=== KURZE AUFGABE A ===
Schreibe aus dem Text zu Stuttgart 21 den Abschnitt wortgetreu ab, der mit „Fast auf den“ beginnt und bis einschließlich „vom letzten Mittwoch.“ reicht.

=== TEXTAUSZUG ===

Fast auf den Tag vor zwei Jahren begannen offiziell die Bauarbeiten am geplanten „Tiefbahnhof“ für Stuttgart 21. Über den mehr als schleppenden Baufortschritt, der allein im Startbaufeld bereits eineinhalb Jahre hinterher hinkt, haben wir mehrfach berichtet. Zuletzt in unserem Beitrag vom Juli. Bis ist nicht einmal eine Bodenplatte gegossen; die Grundsteinlegung im Startbaufeld 16 ist jetzt für September angekündigt. Ausführliche Informationen zum aktuellen Stand und den „Herausforderungen“ bei den verschiedenen Baustellen des „Tiefbahnhofs“ sowie das Umstiegskonzept des Aktionsbündnis finden Sie im Video über die alternative, zweistündige Baustellenführung der Ingenieure vom letzten Mittwoch.

=== VORLIEGENDE DATEN ===

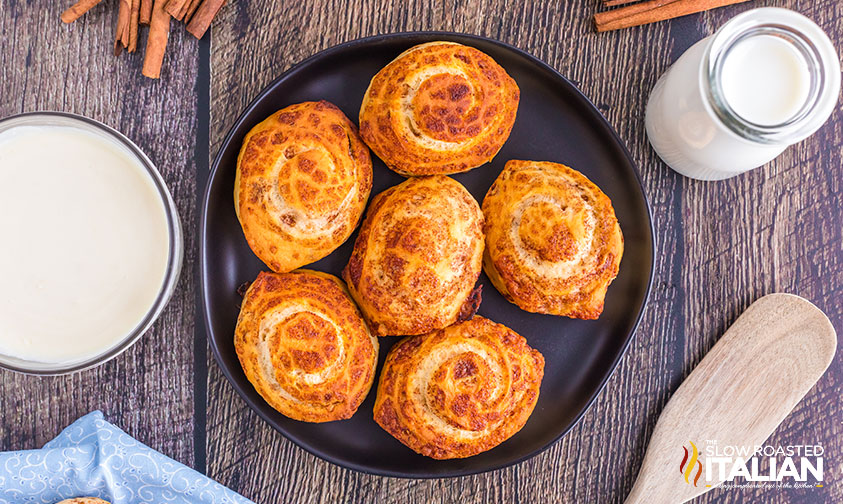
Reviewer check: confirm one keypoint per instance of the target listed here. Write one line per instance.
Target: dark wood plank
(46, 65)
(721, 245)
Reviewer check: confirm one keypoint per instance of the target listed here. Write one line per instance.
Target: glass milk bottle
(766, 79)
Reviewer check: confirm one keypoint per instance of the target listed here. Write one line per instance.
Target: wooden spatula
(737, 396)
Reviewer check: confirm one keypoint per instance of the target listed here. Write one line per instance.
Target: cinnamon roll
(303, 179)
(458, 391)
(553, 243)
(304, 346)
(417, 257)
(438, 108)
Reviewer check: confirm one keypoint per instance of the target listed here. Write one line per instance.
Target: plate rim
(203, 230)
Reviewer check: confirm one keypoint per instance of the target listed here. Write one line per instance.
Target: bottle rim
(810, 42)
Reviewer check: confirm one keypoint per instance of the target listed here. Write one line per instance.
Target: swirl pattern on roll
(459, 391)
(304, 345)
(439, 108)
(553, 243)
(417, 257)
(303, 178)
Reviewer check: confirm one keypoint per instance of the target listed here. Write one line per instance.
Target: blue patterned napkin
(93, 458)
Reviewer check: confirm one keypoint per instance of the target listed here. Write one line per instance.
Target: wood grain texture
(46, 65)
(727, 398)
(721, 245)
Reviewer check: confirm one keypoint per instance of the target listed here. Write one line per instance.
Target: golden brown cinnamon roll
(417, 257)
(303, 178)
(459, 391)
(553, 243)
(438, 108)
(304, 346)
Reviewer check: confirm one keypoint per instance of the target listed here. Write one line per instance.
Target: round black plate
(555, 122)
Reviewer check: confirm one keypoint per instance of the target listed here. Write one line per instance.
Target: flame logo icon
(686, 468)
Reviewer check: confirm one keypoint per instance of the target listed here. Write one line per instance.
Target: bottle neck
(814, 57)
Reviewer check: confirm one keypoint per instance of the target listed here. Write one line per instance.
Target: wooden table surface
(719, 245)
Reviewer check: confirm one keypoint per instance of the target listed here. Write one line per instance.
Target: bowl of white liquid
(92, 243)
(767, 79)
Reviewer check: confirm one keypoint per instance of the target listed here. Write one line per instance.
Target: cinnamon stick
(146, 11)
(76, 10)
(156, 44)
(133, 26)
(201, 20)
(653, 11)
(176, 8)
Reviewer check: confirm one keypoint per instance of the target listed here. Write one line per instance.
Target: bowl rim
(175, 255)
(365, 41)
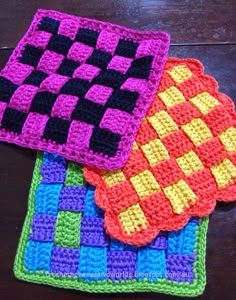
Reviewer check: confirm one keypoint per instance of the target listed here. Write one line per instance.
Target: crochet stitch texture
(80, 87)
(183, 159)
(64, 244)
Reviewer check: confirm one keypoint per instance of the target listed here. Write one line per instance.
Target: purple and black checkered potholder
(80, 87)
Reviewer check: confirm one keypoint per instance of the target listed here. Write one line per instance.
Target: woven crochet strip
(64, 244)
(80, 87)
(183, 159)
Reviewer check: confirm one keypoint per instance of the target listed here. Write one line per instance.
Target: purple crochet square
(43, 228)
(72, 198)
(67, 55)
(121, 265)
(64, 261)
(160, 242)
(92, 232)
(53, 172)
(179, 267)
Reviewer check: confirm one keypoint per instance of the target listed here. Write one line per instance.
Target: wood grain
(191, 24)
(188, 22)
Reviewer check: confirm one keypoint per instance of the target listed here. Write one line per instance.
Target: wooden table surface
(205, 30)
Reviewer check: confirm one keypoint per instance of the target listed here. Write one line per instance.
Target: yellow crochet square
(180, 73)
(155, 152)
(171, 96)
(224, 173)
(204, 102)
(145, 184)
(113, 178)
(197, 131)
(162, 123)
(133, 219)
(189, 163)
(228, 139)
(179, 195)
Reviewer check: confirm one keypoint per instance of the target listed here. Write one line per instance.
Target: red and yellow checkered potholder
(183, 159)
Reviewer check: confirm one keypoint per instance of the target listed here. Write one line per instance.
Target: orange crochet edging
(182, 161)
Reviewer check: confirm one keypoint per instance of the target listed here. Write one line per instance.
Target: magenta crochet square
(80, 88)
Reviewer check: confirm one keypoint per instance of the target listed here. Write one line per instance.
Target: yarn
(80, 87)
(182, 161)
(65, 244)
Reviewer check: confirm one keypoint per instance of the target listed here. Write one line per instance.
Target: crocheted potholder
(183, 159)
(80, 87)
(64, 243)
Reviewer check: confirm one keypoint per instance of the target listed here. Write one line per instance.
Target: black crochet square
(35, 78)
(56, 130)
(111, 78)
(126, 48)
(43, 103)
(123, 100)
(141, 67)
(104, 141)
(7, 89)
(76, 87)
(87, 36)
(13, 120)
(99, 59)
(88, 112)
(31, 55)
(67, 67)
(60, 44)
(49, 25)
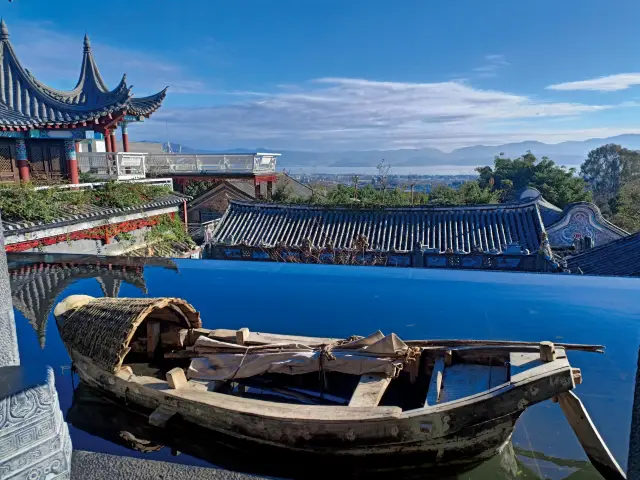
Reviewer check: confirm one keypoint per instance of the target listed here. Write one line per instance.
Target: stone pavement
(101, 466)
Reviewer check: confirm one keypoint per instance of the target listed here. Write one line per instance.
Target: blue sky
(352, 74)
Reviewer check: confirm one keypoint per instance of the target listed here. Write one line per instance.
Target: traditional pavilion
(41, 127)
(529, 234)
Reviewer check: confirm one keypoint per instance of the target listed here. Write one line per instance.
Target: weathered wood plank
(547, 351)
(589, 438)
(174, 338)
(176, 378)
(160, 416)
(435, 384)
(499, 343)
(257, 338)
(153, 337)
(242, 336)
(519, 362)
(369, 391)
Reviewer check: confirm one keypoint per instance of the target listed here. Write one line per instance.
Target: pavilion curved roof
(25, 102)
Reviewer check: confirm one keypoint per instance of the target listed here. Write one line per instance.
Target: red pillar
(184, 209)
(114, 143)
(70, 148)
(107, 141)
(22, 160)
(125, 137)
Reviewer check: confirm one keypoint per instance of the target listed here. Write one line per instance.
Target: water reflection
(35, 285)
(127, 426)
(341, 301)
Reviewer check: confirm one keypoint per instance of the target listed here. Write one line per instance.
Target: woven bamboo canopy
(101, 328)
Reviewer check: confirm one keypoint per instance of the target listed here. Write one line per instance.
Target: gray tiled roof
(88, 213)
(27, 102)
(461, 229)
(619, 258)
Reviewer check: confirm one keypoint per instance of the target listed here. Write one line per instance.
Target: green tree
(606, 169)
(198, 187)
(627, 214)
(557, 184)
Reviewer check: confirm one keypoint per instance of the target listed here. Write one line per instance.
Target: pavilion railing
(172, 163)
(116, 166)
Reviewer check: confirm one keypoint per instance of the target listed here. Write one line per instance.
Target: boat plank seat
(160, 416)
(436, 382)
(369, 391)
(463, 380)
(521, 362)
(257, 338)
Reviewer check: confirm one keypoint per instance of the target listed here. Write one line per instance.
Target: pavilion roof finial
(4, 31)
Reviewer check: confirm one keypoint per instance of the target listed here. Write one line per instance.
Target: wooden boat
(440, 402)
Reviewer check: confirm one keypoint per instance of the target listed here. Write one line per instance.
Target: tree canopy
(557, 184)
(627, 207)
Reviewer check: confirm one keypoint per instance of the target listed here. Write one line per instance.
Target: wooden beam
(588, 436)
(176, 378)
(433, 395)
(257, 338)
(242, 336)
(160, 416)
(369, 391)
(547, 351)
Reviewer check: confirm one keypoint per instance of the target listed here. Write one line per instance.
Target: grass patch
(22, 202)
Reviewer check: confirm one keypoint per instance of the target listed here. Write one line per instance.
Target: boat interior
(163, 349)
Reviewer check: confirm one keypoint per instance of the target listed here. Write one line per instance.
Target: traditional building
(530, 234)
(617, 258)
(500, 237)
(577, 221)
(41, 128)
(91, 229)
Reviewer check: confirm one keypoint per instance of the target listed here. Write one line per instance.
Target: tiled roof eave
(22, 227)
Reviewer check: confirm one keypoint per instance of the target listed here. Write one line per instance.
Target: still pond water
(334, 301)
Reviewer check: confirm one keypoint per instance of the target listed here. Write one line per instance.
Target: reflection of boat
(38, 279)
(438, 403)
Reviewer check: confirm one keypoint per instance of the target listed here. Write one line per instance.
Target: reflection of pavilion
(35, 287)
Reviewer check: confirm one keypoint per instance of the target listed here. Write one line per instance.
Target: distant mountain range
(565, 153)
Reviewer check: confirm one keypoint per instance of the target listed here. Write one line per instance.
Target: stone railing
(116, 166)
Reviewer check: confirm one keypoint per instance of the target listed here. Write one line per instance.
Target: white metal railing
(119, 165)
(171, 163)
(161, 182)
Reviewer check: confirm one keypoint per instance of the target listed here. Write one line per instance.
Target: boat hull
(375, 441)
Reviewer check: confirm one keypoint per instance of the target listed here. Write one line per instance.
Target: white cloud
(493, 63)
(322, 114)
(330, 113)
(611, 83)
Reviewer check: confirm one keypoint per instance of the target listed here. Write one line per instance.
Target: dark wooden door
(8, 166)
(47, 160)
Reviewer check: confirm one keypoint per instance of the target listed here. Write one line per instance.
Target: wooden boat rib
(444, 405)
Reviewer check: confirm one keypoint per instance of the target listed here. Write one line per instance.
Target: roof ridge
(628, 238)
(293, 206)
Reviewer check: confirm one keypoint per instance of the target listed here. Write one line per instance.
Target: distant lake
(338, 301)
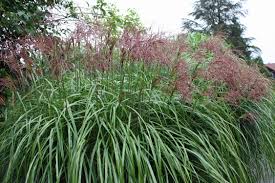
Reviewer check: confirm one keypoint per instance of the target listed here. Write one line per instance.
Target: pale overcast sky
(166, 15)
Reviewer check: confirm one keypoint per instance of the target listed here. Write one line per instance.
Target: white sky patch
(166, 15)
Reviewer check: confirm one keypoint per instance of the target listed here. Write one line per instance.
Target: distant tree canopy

===

=== KURZE AUFGABE B ===
Ermittle, wie viele der Zeilen oben die Zeichenfolge „woven“ enthalten, wobei Groß- und Kleinschreibung zählt. Gib nur die Zahl an.

=== ERGEBNIS A ===
Fast auf den Tag vor zwei Jahren begannen offiziell die Bauarbeiten am geplanten „Tiefbahnhof“ für Stuttgart 21. Über den mehr als schleppenden Baufortschritt, der allein im Startbaufeld bereits eineinhalb Jahre hinterher hinkt, haben wir mehrfach berichtet. Zuletzt in unserem Beitrag vom Juli. Bis ist nicht einmal eine Bodenplatte gegossen; die Grundsteinlegung im Startbaufeld 16 ist jetzt für September angekündigt. Ausführliche Informationen zum aktuellen Stand und den „Herausforderungen“ bei den verschiedenen Baustellen des „Tiefbahnhofs“ sowie das Umstiegskonzept des Aktionsbündnis finden Sie im Video über die alternative, zweistündige Baustellenführung der Ingenieure vom letzten Mittwoch.

=== ERGEBNIS B ===
2